◆ **Selection**:
+++

In response, Gov. Brian Schweitzer and Yellowstone National Park Superintendent Suzanne Lewis decided to throw some more money at the problem.
The cash landed in the hands of the followers of K19 of the Cosmic Secret Service, one of a handful of “ascended masters” to which CUT adherents subscribe.
It’s a bit surprising that CUT – never in the running for neighbor-of-the-year -- would be so handsomely rewarded for doing so little. Since CUT’s arrival in Park County in the mid 1980s, church officials have been convicted on gun charges and fined for spilling diesel fuel into Mol Heron Creek. The church even threatened to tap into Yellowstone’s thermal aquifer.
But the cult has a history of dodging bullets and landing on its feet. When wildfires in the park threatened the Royal Teton Ranch in 1988, church members gathered en masse to chant, and lo and behold the flames changed direction.
Now for millions of dollars, the church has agreed to let a handful of bison graze on CUT land until April 15 when they would be hazed back inside the park.
What difference such a paltry gesture will make is hard to imagine. About 2,300 bison remain in the park and they are calving this month. Providing refuge for 25 of them won’t end the slaughter or the perceived threat of brucellosis.
Ten years ago the feds had a chance to buy the church’s grazing rights but didn’t because the $2.7 million price tag was too high.
That was the right decision then and would have been the right decision today.
Instead, the Church Universal and Triumphant won the lottery.
And the bison management plan remains an increasingly expensive mess.

+++

(Entries pointing to named objects)

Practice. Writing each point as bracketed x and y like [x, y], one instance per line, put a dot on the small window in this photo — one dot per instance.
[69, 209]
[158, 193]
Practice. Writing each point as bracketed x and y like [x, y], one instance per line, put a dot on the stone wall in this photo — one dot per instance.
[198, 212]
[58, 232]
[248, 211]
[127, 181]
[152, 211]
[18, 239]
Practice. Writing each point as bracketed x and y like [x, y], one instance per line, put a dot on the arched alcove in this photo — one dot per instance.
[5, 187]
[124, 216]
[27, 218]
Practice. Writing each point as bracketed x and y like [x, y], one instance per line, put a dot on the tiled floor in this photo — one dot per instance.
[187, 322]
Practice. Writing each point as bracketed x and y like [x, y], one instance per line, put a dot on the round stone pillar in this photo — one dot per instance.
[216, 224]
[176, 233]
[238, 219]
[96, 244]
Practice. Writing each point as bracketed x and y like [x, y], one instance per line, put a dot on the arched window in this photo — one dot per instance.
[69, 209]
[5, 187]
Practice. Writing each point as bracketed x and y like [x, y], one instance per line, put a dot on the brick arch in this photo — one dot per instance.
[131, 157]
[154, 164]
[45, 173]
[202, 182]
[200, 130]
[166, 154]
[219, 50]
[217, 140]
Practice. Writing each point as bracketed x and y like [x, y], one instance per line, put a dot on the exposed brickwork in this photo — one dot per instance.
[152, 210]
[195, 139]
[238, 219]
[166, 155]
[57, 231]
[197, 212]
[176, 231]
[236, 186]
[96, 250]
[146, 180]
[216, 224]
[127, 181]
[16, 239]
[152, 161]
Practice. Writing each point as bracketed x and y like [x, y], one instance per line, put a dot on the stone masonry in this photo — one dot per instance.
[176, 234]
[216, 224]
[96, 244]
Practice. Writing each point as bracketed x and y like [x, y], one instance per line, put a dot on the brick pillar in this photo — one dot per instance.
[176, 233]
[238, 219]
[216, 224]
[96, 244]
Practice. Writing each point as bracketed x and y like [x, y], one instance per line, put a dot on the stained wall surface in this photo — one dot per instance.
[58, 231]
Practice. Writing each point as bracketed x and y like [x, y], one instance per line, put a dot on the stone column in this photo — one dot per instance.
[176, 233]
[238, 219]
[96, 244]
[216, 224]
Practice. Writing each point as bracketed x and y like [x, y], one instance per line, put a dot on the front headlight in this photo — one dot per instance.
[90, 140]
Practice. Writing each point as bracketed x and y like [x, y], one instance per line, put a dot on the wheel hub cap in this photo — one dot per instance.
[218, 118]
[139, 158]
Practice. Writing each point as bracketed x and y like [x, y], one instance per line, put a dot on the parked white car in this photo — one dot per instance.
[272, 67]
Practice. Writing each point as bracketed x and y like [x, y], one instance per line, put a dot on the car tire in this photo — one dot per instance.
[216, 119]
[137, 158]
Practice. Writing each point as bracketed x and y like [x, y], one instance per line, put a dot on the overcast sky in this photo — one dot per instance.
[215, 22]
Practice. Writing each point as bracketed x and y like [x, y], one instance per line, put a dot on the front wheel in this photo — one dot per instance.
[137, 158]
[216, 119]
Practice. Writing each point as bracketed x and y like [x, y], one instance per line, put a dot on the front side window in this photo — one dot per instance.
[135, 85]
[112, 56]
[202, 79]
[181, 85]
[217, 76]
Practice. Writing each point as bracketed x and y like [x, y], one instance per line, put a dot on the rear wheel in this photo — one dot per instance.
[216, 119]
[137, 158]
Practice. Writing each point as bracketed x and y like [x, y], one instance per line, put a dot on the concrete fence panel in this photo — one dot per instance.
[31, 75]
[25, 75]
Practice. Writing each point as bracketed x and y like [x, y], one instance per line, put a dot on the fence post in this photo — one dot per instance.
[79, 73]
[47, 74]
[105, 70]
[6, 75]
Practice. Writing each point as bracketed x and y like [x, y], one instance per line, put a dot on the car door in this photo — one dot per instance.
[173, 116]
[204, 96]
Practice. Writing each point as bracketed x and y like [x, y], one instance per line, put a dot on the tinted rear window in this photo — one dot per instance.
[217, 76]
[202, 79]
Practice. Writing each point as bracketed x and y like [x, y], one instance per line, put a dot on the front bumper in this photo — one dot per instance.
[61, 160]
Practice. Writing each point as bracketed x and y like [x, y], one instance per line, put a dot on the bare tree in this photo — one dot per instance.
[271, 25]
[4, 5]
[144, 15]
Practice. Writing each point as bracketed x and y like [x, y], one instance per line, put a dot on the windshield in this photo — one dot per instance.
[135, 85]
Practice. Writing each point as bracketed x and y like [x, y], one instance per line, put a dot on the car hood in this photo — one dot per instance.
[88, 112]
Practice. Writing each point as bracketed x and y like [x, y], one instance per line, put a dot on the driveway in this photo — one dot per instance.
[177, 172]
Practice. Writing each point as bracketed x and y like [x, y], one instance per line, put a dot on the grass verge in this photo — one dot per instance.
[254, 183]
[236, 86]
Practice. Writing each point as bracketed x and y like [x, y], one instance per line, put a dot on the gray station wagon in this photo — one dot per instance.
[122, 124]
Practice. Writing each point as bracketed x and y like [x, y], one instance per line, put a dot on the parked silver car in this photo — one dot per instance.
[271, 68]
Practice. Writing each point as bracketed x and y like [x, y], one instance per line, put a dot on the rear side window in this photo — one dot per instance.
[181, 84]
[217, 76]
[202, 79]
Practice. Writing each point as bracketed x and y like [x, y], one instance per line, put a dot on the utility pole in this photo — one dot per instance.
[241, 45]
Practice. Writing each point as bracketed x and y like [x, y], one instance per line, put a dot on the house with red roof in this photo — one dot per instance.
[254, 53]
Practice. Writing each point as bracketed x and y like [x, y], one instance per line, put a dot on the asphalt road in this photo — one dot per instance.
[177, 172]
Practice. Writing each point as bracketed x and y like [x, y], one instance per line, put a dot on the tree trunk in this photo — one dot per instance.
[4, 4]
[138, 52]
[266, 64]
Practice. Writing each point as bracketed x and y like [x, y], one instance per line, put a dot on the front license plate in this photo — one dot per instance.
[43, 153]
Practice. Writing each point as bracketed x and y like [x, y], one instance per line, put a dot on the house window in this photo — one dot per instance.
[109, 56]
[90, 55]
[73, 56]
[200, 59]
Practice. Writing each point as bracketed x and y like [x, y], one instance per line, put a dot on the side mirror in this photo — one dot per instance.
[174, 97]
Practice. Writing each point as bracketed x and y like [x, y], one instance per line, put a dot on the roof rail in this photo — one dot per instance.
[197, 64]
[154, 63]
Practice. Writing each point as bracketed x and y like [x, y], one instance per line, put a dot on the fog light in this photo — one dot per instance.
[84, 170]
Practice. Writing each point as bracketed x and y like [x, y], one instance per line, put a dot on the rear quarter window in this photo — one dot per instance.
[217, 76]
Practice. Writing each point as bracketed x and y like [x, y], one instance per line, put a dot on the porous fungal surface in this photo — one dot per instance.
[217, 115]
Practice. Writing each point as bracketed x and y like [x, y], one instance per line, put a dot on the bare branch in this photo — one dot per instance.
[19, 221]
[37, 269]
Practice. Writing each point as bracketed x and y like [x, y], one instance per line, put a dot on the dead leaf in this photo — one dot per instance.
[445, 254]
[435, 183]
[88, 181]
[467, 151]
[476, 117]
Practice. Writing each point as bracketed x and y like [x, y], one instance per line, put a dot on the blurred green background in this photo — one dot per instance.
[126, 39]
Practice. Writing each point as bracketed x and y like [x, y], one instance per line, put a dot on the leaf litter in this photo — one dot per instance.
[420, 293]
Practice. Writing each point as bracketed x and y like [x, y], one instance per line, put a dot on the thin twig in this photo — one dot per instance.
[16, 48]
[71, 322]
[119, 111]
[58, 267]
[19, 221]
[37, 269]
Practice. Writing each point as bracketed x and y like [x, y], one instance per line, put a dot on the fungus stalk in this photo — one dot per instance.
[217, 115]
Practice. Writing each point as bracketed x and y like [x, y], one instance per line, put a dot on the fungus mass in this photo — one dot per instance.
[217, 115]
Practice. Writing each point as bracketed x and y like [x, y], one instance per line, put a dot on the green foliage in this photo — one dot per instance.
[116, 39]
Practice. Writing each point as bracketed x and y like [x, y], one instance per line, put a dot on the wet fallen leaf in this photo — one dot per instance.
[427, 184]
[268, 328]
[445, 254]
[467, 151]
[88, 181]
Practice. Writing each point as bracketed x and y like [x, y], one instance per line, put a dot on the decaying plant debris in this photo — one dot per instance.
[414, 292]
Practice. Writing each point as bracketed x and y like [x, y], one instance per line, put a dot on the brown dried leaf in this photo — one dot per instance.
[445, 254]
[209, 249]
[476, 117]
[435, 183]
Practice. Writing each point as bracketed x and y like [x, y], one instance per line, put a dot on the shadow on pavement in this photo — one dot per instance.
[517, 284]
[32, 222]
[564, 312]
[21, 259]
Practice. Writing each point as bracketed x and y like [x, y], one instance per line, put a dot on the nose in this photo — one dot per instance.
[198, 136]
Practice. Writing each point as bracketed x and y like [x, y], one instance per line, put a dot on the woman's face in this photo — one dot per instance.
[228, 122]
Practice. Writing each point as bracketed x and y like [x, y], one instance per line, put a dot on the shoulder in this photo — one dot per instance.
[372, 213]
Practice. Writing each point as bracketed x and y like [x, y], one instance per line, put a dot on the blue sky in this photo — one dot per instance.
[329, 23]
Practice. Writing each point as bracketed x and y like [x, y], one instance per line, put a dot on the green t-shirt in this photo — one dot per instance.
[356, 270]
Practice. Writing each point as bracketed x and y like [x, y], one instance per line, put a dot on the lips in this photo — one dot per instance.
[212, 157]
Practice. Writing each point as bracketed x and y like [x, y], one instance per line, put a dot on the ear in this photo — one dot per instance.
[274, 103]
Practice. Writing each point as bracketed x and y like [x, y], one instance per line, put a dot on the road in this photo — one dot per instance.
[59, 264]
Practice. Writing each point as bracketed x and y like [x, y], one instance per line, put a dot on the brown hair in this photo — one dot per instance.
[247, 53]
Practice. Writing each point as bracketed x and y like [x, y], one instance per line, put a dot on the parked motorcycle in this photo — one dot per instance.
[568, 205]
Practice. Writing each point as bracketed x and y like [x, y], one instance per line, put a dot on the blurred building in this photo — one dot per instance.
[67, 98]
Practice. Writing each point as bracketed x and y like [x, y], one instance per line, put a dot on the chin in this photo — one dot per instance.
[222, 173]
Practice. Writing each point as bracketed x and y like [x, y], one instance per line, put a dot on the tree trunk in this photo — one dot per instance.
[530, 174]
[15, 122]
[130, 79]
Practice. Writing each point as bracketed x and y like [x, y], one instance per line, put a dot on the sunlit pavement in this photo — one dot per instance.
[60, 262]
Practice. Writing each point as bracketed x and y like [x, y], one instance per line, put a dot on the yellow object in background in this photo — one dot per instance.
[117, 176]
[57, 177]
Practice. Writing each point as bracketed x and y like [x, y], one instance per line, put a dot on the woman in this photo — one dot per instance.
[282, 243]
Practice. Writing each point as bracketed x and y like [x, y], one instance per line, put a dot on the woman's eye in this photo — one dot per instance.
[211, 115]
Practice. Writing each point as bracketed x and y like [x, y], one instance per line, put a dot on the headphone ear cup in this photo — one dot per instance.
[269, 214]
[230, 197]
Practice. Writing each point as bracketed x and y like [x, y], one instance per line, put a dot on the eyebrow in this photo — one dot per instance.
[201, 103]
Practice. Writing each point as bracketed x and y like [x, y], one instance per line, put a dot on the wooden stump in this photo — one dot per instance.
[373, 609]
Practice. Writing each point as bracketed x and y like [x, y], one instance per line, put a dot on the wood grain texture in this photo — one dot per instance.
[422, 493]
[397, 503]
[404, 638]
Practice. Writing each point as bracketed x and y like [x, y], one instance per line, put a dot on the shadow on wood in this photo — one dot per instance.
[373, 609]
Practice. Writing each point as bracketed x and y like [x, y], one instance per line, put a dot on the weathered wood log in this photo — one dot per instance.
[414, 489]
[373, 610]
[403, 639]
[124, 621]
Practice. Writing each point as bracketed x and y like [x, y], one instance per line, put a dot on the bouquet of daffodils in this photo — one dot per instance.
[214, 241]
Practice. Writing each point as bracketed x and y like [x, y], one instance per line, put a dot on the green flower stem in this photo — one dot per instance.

+++

◆ **Direction 1**:
Answer these questions about the text on bison management:
(a) Who decided to throw more money at the problem?
(b) Until what date will the bison be allowed to graze on CUT land?
(c) What was the price of the church's grazing rights ten years ago?
◆ **Direction 2**: Write out the text on bison management starting at "Now for millions" and ending at "threat of brucellosis.", switching "bison" to "buffalo".

◆ **Exercise result 1**:
(a) Gov. Brian Schweitzer and Yellowstone National Park Superintendent Suzanne Lewis
(b) April 15
(c) $2.7 million

◆ **Exercise result 2**:
Now for millions of dollars, the church has agreed to let a handful of buffalo graze on CUT land until April 15 when they would be hazed back inside the park.
What difference such a paltry gesture will make is hard to imagine. About 2,300 buffalo remain in the park and they are calving this month. Providing refuge for 25 of them won’t end the slaughter or the perceived threat of brucellosis.